If I have an atom with a sequence of data server-side and watching it from the client. What happens when I add a value. Is the whole sequence of data sent or the diff?

henrik11:11:13

You can’t watch it from the client, so I presume the e/watch is server-side, and you’re reading the resulting value client-side. In this scenario, you’ll get the whole sequence every time it changes (modulo Electric relieving some of it). If it goes into for-by server-side before doing something client-side in the closure of it, then you’ll get diffing.

grounded_sage13:11:28

Yep your clarification is correct. Thanks that makes sense with the for-by. So if I did (e/server (e/for-by …)) on a sequence on the backend. Then when I add data to that sequence and remove data from it on the backend. The frontend will only ever receive the diff adding and removing to the rendered output? If so this may radically simplify the design I was considering.

grounded_sage13:11:38

Though I am not rendering to dom and do need the full sequence to pass to GPU at present so maybe it doesn’t quite do it.

○ ○ ○

* WHAT YOU NEED TO DO:
• a. Answer these questions about the chat on Electric and sequence diffing:
(i) When the watch runs server-side and the value is read client-side, what does the client get each time the value changes?
(ii) What has to happen server-side for the client to get diffing instead?
(iii) Why might diffing not quite help grounded_sage's case?
• b. Could you carry on the chat about Electric and sequence diffing from its last message?

[Raw records]

○ ○ ○

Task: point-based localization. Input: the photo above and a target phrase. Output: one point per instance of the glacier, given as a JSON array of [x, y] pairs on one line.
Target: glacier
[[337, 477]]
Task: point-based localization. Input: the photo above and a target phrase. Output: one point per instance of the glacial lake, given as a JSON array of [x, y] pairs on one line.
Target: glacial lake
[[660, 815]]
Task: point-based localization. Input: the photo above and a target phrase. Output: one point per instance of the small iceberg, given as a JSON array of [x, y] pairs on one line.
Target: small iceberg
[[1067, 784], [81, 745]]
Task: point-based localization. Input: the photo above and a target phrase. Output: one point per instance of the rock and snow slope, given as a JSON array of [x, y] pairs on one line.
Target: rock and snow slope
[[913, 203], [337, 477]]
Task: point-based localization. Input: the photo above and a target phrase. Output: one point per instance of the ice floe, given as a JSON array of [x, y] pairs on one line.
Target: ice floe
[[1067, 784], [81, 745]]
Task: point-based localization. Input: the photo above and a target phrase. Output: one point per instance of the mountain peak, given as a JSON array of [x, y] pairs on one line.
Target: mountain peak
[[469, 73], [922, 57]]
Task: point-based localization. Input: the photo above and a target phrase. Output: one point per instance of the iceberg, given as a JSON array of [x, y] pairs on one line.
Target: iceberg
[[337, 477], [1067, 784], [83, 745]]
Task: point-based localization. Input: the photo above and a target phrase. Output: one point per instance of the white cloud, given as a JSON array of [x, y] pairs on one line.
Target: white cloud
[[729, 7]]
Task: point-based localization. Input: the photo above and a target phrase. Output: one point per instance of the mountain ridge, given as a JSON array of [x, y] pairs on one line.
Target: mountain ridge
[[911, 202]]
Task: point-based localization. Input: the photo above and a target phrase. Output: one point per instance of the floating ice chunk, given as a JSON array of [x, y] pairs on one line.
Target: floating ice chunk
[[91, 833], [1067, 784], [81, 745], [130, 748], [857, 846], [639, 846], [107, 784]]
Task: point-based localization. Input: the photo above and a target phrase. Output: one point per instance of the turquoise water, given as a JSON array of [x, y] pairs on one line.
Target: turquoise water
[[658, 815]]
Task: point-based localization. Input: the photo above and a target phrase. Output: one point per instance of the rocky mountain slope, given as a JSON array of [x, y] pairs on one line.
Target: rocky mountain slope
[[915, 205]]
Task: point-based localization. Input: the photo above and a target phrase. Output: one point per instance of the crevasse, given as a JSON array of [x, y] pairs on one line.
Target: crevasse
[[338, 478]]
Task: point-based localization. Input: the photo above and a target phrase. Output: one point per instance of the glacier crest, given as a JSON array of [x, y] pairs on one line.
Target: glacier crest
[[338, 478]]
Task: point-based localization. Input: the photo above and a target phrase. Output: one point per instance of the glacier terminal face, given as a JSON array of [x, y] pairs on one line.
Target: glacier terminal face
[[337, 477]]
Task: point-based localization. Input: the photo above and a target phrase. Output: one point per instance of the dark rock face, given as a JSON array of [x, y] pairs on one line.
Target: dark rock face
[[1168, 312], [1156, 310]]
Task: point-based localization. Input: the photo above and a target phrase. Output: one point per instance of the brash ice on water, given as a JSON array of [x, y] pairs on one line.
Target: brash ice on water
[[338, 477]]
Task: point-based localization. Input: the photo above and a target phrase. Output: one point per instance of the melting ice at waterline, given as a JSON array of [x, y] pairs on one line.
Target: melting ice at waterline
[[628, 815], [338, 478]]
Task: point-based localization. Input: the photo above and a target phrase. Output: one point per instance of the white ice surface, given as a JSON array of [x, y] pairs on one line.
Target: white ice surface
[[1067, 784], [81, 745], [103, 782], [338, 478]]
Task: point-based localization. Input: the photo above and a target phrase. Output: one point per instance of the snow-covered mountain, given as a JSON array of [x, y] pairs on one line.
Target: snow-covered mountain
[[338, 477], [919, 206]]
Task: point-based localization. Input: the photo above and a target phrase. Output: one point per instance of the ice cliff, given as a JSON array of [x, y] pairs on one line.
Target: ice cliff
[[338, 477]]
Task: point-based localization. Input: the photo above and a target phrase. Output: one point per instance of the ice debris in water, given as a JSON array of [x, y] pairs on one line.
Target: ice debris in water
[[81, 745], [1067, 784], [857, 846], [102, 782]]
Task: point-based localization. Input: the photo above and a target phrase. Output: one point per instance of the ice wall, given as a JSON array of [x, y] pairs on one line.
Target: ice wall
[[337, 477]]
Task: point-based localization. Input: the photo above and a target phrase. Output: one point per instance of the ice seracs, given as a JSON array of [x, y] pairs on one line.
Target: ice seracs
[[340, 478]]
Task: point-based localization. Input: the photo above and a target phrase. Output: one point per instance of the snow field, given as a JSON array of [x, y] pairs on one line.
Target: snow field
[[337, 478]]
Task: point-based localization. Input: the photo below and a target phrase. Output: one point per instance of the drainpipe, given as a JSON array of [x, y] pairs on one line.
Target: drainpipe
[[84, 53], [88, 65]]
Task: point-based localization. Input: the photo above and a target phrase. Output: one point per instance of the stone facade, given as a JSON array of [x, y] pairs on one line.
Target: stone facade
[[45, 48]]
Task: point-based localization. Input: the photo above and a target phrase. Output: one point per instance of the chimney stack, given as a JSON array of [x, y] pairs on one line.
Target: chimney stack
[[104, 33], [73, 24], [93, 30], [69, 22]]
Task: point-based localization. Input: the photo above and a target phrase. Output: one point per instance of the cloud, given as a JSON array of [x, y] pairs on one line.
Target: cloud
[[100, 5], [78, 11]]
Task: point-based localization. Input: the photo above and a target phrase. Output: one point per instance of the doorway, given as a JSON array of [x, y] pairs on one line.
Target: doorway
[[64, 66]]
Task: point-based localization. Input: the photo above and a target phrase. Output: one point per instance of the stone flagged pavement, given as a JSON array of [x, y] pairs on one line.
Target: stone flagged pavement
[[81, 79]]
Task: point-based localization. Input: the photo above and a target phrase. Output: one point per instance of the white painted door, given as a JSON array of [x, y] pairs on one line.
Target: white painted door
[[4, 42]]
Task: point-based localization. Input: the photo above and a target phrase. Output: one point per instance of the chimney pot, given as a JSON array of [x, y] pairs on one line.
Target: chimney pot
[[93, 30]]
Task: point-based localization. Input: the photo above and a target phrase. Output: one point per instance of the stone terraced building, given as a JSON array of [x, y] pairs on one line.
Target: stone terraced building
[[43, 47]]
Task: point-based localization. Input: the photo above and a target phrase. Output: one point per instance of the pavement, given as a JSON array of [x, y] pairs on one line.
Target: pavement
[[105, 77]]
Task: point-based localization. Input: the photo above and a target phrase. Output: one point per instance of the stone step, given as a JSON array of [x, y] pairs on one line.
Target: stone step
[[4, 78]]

○ ○ ○

* IN RESPONSE:
• a.
(i) The whole sequence, every time it changes.
(ii) The sequence has to go into for-by server-side before anything is done client-side in its closure.
(iii) grounded_sage is not rendering to the DOM and needs the full sequence to pass to the GPU.

• b.
henrik13:11:07

You for-by identity-fn, which can be as simple as a keyword, if your sequence contains maps, for example. Electric will tear down and build up branches based on that identity function. For example, in this case the branch for 2 will be torn down (which means a small amount of communication with the client), and the branch for 4 will be mounted (which means an amount of data transferred depending on your e/server and e/client blocks inside SomeFn)

(for-by :id [m [{:id 1} {:id 2} {:id 3}]]
  (SomeFn. m))

;; =>

(for-by :id [m [{:id 1} {:id 3} {:id 4}]]
  (SomeFn. m))

henrik13:11:11

Perhaps this is clearer:

(e/server
  (e/for-by :id [m [{:id 1} {:id 2} {:id 3}]]
    (let [id (get m :id)]
      (e/client
        (dom/div (dom/text id))))))

;; Initial payload to client: 1, 2, 3

(e/server
  (e/for-by :id [m [{:id 1} {:id 3} {:id 4}]]
    (let [id (get m :id)]
      (e/client
        (dom/div (dom/text id))))))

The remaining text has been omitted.